■ Work item: Copy out each line of the data that includes the string "green".

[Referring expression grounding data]
----
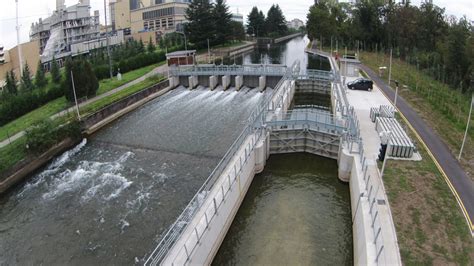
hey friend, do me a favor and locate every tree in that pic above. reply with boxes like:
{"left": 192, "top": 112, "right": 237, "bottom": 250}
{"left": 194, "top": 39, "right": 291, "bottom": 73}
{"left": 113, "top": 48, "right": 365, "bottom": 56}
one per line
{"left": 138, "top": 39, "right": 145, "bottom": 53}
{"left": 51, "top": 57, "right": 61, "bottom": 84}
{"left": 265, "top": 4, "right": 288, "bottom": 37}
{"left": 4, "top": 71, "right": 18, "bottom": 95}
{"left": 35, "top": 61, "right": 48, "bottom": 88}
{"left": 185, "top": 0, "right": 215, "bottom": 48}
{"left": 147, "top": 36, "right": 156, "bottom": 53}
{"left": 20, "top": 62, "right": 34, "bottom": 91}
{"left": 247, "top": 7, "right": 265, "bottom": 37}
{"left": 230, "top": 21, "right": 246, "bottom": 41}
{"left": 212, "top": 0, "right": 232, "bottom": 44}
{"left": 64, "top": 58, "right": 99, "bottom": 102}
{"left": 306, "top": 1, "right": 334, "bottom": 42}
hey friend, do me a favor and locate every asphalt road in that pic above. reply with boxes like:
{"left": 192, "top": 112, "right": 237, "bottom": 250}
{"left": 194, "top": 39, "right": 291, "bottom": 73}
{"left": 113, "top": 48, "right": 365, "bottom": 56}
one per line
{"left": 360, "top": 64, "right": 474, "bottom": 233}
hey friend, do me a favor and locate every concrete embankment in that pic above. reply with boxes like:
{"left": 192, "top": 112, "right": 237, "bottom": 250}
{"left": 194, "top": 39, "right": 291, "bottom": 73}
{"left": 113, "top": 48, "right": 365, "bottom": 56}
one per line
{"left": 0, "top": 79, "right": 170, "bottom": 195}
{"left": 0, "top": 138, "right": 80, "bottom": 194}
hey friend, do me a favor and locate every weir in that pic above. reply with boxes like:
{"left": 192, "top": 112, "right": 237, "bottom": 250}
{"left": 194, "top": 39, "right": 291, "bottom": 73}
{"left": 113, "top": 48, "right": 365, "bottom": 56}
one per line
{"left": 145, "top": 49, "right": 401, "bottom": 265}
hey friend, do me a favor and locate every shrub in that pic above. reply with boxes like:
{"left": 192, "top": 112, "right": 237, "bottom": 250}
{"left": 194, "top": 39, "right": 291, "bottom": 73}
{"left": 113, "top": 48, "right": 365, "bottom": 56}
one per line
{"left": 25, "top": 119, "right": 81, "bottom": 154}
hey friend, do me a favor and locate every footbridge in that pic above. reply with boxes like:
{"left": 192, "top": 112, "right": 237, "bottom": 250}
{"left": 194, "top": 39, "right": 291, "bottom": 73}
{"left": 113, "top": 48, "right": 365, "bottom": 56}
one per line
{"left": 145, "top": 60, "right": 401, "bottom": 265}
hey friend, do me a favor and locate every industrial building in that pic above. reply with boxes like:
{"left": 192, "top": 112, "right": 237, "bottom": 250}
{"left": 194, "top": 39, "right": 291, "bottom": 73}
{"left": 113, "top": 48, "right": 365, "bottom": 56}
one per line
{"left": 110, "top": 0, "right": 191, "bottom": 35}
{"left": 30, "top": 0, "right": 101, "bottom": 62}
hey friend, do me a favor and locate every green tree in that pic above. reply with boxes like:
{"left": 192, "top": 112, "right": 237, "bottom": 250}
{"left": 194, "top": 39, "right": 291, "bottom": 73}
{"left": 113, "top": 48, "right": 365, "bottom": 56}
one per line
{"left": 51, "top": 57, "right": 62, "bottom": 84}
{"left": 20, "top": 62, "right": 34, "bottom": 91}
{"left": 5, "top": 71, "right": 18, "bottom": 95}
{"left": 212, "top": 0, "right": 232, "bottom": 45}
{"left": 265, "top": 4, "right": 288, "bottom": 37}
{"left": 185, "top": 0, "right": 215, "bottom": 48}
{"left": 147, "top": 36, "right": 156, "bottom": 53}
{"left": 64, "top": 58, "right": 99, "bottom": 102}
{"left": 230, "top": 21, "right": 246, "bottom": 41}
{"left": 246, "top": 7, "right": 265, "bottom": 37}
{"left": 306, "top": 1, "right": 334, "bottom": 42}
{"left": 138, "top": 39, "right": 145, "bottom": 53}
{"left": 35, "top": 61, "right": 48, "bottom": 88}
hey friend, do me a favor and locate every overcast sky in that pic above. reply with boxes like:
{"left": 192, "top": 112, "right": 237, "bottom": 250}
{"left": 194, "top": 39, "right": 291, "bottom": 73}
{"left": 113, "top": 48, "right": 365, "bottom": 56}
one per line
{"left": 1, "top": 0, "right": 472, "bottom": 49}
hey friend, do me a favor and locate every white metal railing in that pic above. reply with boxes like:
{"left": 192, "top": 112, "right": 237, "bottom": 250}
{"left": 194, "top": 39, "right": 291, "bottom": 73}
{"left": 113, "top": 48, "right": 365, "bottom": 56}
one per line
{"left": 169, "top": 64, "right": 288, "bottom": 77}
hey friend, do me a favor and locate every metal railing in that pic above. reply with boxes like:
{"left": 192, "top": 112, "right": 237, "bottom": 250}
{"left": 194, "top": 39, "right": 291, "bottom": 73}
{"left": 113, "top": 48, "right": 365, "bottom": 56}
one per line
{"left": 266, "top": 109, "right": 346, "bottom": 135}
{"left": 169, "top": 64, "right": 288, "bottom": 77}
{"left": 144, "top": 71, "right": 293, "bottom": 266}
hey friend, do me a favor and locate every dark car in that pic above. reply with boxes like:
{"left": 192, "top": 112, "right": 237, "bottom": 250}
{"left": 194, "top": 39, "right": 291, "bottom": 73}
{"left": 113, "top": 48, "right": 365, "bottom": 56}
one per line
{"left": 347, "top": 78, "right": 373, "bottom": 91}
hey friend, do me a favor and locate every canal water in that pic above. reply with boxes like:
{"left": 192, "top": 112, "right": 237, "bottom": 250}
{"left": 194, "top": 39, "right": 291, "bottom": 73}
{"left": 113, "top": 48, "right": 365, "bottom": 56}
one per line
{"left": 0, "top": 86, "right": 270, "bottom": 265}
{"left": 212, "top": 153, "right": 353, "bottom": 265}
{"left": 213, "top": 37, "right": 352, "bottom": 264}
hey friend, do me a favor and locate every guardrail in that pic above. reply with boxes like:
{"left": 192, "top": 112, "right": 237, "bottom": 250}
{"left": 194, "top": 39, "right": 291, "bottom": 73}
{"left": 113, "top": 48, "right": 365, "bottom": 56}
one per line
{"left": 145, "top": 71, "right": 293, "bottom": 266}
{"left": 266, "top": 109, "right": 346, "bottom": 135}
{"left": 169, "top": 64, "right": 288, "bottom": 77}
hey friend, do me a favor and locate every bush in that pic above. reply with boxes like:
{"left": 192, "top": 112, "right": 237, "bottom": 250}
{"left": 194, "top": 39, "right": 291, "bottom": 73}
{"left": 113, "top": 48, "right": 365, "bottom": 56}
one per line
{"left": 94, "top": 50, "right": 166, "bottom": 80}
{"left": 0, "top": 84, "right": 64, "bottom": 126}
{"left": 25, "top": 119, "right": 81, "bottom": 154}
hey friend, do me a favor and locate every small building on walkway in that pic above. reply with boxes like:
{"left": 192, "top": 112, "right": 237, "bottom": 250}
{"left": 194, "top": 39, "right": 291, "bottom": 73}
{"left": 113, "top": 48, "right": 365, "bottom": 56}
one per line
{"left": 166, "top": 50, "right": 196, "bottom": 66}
----
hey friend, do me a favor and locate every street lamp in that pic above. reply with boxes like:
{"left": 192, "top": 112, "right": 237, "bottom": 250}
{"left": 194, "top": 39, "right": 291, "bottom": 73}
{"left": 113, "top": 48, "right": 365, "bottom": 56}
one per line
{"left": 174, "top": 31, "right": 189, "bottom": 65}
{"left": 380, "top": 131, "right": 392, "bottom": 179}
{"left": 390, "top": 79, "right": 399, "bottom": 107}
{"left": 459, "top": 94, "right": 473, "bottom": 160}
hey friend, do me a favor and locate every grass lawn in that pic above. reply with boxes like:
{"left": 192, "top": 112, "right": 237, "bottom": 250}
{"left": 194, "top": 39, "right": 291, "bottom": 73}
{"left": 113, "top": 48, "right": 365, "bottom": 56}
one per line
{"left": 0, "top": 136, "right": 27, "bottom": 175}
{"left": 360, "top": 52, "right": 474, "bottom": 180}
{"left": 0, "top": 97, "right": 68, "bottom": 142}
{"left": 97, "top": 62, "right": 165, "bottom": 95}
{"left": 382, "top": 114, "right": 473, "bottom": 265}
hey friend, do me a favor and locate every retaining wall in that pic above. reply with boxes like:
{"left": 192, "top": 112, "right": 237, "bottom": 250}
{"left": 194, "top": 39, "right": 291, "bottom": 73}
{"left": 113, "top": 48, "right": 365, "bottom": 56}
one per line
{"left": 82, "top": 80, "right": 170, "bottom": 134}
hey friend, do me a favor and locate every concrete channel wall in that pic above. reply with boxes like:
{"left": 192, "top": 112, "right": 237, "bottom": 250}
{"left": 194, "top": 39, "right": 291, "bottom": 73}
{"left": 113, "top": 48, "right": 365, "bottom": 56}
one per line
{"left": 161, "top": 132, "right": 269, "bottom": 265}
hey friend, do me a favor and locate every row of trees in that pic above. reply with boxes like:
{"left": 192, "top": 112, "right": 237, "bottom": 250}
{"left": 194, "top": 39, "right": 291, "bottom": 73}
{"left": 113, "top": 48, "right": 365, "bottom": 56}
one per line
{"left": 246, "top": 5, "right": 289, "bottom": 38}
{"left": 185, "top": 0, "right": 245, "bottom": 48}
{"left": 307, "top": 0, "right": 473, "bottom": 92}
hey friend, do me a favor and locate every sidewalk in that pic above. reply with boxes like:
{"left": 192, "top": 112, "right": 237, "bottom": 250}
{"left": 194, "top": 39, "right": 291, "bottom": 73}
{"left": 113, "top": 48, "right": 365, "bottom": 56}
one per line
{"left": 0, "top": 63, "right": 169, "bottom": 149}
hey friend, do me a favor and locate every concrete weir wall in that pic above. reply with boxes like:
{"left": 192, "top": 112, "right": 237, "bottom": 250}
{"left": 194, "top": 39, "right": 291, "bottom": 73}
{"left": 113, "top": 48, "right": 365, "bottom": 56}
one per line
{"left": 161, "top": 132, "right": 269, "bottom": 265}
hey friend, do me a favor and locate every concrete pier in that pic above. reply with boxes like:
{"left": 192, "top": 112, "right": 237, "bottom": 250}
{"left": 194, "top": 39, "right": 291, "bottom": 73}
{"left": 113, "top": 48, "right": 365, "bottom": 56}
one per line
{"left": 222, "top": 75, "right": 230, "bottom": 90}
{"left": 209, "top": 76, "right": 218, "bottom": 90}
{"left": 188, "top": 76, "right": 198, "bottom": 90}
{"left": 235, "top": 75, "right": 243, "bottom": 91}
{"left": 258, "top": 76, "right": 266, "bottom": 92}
----
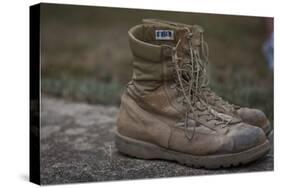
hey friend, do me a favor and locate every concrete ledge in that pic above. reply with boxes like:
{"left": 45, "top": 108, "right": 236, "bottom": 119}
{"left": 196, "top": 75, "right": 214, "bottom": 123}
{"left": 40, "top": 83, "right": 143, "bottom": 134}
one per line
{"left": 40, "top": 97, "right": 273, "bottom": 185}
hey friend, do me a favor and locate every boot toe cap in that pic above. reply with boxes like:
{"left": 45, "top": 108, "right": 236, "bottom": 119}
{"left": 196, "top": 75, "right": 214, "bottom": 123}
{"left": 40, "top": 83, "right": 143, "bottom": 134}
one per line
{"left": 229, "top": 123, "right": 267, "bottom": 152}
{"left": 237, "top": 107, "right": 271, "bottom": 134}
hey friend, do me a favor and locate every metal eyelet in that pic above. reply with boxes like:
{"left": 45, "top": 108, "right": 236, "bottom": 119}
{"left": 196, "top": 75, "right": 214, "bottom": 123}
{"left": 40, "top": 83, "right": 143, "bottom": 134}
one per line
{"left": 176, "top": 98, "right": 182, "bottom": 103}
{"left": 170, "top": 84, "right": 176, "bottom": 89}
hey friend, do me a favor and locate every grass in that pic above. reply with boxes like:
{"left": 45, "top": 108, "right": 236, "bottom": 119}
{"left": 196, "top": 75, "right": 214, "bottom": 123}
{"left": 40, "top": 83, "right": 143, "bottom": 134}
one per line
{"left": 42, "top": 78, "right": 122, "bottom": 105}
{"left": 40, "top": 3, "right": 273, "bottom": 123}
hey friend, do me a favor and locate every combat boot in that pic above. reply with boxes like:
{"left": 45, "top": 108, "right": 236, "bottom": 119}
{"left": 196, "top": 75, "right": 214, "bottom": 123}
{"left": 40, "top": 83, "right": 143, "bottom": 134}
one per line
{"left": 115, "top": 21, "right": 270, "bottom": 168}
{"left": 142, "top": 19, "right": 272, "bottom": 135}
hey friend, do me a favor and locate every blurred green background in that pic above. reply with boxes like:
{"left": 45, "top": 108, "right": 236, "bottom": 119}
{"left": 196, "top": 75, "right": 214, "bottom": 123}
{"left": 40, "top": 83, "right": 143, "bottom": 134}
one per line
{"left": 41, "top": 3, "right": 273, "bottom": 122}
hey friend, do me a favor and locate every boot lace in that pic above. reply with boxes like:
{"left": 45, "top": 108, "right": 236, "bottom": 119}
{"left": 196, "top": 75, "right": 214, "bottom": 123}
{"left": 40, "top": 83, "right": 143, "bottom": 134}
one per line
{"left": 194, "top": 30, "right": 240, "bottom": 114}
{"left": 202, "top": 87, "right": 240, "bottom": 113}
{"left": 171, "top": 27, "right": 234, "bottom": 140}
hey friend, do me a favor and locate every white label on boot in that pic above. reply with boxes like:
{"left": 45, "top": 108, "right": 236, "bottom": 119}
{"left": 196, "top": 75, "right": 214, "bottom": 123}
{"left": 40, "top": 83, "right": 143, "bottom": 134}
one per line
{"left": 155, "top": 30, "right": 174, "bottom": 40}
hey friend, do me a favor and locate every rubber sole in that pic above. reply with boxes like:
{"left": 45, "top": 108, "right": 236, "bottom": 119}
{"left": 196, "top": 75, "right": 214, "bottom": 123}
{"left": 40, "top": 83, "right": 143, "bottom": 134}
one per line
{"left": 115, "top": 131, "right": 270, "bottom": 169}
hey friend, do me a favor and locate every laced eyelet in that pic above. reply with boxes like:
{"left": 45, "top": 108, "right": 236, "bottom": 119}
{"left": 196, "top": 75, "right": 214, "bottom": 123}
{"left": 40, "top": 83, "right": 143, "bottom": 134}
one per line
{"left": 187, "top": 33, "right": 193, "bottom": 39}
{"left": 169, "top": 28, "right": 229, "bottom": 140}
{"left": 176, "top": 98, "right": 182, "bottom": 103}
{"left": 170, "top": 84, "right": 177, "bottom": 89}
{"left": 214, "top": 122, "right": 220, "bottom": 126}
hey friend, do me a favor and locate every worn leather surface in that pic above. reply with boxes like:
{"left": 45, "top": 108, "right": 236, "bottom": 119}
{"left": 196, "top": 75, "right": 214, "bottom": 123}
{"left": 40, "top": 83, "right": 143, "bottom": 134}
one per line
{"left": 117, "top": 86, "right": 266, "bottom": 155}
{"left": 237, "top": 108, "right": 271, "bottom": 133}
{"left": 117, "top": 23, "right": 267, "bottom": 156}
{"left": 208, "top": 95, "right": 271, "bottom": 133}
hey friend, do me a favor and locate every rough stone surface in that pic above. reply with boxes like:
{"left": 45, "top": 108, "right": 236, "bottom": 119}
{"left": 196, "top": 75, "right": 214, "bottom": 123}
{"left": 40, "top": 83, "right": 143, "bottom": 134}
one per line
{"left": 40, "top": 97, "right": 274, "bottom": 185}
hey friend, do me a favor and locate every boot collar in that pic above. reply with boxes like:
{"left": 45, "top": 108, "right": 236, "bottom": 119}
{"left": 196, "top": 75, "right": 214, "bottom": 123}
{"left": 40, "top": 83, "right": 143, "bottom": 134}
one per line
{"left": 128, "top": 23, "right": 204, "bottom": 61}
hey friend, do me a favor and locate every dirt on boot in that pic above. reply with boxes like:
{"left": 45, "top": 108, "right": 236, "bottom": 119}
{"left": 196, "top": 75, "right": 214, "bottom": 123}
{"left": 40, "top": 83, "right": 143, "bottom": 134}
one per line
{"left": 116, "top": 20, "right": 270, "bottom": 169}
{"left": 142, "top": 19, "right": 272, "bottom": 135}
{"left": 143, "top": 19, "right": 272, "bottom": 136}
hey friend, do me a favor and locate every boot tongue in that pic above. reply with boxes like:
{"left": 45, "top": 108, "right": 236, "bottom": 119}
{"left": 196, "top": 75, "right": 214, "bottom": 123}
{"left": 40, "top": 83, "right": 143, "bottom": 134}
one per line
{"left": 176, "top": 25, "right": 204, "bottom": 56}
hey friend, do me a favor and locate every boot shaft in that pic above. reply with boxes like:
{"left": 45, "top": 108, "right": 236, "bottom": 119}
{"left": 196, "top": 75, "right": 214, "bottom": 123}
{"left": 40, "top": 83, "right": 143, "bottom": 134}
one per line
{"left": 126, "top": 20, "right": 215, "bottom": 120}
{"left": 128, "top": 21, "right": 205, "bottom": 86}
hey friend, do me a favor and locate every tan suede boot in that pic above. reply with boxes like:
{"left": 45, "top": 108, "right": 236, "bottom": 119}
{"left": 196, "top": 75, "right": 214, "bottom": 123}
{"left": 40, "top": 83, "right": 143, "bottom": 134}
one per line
----
■ Task response:
hey friend, do me a favor and locate every green tree in that pic above. reply with boxes like:
hey friend, do me a favor and locate every blurred green background in that pic above. reply with boxes like:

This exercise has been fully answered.